⟨

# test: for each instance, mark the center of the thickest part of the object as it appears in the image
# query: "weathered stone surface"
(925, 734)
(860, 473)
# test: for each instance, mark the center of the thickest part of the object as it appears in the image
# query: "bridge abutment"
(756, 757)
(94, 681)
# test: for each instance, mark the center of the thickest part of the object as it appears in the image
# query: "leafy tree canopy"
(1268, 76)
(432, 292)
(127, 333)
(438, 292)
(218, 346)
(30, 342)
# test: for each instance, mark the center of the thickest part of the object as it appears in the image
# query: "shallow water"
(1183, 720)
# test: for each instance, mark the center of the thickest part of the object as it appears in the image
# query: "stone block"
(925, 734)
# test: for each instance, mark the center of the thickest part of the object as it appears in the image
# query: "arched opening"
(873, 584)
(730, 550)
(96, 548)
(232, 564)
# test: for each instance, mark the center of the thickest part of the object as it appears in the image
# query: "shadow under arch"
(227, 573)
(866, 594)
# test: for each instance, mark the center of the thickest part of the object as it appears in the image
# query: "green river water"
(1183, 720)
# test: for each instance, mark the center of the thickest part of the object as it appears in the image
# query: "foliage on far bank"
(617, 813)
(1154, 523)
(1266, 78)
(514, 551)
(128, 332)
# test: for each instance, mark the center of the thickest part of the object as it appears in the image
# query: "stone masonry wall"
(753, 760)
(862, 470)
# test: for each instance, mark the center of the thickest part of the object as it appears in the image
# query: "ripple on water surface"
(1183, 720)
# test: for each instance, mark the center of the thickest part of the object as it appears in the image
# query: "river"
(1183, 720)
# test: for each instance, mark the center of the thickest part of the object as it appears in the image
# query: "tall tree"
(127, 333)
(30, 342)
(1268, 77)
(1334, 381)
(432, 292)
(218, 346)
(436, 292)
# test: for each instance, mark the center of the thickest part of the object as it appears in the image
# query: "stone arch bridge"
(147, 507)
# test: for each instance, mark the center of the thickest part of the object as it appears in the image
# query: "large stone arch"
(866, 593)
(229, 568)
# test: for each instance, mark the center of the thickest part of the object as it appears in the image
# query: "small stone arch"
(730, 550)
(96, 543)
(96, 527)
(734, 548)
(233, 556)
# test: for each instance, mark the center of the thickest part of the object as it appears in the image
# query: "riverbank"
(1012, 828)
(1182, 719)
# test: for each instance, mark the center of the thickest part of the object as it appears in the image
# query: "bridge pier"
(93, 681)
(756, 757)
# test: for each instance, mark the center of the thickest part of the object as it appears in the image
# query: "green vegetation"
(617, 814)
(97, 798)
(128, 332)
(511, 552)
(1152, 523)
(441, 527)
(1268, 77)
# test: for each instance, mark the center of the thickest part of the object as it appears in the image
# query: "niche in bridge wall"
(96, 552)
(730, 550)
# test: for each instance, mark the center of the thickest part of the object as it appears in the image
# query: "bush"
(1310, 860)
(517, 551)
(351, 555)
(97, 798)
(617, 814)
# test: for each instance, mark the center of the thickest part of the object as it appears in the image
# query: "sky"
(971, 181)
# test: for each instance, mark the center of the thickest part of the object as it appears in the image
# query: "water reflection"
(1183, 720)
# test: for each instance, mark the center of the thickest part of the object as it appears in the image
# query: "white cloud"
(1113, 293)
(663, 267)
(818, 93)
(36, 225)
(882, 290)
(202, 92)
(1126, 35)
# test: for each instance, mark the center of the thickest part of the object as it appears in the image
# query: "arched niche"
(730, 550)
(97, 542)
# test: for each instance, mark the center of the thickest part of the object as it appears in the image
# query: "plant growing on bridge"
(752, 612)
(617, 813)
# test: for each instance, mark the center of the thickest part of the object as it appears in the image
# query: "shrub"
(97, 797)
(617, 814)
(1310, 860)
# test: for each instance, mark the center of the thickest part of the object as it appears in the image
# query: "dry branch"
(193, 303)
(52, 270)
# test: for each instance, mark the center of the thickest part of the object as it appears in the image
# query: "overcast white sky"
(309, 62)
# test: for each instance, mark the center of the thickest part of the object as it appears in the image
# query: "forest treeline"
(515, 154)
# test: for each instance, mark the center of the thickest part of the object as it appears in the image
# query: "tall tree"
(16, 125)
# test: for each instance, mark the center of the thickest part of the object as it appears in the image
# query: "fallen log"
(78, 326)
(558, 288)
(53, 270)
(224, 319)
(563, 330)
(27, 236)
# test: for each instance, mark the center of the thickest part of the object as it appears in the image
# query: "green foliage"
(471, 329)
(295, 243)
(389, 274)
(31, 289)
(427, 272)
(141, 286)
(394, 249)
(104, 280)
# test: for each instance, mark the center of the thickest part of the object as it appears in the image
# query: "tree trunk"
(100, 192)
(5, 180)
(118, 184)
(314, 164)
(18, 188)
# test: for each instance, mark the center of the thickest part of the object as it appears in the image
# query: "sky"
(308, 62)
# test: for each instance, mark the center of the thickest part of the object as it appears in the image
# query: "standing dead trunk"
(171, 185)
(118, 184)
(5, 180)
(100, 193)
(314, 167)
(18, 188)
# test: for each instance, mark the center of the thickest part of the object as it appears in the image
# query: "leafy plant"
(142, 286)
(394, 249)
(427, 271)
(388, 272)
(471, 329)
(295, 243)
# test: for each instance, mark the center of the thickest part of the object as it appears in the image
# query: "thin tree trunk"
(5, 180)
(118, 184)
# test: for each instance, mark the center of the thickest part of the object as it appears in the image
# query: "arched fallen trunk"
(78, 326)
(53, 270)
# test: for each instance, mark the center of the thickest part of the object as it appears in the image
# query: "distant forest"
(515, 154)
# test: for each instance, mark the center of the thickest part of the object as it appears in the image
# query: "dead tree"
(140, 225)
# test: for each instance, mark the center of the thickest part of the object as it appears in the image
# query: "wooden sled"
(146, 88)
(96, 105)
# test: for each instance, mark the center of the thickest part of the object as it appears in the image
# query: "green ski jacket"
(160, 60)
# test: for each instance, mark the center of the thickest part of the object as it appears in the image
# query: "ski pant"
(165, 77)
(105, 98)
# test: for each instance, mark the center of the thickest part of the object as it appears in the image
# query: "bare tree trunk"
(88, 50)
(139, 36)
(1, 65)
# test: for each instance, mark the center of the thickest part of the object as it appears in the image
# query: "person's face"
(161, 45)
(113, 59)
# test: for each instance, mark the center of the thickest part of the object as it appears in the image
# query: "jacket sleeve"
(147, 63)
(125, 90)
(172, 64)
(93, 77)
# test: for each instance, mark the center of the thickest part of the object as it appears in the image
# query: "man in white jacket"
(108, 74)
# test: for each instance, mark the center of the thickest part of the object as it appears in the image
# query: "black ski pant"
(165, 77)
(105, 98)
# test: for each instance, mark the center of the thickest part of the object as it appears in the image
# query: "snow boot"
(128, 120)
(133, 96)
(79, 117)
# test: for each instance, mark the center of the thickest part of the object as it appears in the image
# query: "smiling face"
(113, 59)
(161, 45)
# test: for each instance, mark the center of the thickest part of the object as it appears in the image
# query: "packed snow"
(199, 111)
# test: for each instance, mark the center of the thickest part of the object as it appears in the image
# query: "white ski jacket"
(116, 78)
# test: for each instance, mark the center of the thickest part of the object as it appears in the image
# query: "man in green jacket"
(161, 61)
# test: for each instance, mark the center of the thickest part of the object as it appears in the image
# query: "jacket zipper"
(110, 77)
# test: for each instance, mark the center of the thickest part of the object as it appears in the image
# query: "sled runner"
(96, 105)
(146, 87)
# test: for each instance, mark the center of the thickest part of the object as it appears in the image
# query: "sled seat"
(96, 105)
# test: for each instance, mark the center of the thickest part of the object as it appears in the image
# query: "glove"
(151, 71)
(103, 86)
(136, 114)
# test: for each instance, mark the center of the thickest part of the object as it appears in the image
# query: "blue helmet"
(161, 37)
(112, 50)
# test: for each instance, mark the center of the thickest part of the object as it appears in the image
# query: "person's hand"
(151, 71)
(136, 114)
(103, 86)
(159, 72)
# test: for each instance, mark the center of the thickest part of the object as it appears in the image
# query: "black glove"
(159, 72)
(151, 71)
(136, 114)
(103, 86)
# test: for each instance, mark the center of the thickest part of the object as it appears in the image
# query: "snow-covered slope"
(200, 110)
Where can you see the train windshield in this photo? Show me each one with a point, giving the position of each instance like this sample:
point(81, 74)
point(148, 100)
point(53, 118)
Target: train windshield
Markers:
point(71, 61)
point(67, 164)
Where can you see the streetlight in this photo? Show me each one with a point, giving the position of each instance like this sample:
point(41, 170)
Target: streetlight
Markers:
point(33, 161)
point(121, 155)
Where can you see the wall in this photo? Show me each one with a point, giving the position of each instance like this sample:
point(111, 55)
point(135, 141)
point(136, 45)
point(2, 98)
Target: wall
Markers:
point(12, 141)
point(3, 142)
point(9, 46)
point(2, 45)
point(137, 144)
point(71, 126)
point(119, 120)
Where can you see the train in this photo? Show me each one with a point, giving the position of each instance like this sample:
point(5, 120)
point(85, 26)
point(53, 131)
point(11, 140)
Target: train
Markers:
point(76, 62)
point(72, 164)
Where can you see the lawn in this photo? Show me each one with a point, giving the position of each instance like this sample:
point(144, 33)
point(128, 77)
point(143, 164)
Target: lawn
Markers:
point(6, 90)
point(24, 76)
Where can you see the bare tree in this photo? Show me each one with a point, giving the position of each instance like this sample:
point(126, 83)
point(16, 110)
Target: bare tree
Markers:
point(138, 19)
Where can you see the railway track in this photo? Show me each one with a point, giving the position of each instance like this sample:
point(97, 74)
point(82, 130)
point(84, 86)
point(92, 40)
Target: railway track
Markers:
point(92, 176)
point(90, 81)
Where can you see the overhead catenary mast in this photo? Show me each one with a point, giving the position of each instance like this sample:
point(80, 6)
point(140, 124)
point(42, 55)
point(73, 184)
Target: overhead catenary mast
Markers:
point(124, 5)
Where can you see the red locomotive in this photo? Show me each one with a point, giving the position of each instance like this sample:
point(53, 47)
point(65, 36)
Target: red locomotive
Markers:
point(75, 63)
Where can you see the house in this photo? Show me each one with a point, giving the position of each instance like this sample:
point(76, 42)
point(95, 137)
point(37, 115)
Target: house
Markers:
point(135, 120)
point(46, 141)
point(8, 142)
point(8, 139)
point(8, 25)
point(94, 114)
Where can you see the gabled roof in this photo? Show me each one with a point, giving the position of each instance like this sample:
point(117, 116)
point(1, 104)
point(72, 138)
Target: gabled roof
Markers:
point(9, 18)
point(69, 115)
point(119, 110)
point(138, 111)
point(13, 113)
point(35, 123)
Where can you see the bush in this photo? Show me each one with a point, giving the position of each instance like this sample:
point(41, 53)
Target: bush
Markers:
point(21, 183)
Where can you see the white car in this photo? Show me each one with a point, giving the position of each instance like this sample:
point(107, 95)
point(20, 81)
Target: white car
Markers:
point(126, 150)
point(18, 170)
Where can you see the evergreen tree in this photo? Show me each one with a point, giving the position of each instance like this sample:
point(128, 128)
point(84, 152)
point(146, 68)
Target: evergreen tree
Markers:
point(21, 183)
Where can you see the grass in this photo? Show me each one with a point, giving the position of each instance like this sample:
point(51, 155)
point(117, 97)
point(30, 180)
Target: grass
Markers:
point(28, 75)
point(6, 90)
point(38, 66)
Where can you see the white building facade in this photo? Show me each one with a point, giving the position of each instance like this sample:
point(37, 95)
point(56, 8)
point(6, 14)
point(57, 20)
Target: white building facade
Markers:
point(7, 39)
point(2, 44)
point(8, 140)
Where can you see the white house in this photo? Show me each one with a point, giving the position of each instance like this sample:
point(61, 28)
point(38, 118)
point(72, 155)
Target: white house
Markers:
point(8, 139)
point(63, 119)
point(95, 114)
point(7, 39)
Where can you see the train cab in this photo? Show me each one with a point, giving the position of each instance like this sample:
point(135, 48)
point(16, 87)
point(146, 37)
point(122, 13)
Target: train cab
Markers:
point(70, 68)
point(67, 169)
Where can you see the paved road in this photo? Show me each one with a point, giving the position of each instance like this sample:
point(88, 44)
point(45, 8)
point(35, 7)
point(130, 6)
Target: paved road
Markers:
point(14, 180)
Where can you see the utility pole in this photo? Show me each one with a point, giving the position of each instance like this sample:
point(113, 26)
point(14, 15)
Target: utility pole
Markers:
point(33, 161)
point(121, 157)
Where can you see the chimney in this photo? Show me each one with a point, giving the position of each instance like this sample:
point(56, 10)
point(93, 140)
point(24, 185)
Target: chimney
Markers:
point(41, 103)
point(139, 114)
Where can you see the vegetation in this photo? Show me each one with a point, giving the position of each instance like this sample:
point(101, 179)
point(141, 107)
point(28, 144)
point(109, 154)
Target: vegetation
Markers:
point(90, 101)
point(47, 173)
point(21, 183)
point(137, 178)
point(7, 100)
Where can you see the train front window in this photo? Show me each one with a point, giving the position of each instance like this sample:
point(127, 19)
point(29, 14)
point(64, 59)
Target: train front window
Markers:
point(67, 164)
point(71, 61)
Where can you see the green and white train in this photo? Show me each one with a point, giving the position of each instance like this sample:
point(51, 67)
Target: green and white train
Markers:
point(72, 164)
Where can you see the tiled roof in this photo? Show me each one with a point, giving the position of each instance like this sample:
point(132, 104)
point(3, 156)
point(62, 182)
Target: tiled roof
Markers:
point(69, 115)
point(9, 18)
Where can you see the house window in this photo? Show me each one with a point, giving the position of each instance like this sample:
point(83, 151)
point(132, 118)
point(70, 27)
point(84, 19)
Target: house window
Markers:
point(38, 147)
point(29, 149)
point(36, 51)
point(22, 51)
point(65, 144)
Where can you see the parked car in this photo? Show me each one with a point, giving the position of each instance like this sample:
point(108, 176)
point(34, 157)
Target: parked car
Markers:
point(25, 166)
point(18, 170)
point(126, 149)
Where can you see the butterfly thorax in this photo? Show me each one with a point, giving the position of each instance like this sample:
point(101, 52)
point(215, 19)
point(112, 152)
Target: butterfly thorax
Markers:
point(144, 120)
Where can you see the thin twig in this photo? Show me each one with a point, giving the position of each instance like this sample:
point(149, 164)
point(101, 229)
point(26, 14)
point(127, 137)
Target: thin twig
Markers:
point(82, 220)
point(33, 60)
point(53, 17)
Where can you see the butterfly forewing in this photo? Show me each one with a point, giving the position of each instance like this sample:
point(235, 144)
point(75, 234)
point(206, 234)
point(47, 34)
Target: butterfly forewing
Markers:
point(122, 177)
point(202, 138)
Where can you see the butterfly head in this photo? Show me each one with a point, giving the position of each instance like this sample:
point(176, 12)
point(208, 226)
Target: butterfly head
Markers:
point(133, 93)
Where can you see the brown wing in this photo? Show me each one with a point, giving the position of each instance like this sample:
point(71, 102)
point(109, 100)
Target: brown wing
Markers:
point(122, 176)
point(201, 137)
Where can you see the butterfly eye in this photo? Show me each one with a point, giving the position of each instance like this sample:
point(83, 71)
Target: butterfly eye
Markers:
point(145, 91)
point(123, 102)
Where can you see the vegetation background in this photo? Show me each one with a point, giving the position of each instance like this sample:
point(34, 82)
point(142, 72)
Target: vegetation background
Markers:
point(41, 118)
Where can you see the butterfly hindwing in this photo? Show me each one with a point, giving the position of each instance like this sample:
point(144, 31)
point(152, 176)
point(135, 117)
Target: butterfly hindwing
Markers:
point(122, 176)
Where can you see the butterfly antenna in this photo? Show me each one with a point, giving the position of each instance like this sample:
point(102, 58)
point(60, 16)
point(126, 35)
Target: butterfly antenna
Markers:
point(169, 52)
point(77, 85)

⟩

▶ Exercise instructions:
In the listing above, locate the line with "point(20, 81)" and the line with "point(113, 26)", then extract exactly those lines and every line between them, and nothing more.

▶ Solution to the problem:
point(20, 81)
Target: white car
Markers:
point(126, 150)
point(18, 170)
Where can you see the evergreen tree in this photo? Show me each one with a point, giving the position of each instance like this sample:
point(128, 128)
point(84, 152)
point(146, 68)
Target: evergreen tree
Markers:
point(21, 183)
Where can you see the grass in this photo? Show me each one with a point, giving the position of each instance like this sample:
point(51, 155)
point(117, 97)
point(30, 180)
Target: grass
Markers:
point(28, 75)
point(6, 90)
point(38, 66)
Where can you see the white building facade in this photo? Show me each one with a point, giving the position of each instance like this sample:
point(37, 95)
point(56, 8)
point(6, 14)
point(57, 20)
Target: white building facade
Markers:
point(7, 39)
point(2, 44)
point(8, 140)
Where can you see the white house in this photo? Show me each one with a point, giving the position of each instance like this sample:
point(61, 28)
point(38, 118)
point(72, 155)
Target: white house
Markers:
point(8, 139)
point(63, 119)
point(95, 114)
point(7, 39)
Where can you see the train cab in this photo? Show me each one with a point, giving the position of each instance like this sample:
point(135, 48)
point(16, 87)
point(146, 37)
point(122, 13)
Target: train cab
Markers:
point(70, 68)
point(67, 169)
Where can you see the paved road in this photo? Show me each one with a point, giving the position of each instance like this sample:
point(88, 44)
point(45, 8)
point(35, 7)
point(130, 6)
Target: paved road
Markers:
point(14, 180)
Where can you see the utility pole in this photo? Show me each one with a point, giving the position of each instance like this sample:
point(113, 26)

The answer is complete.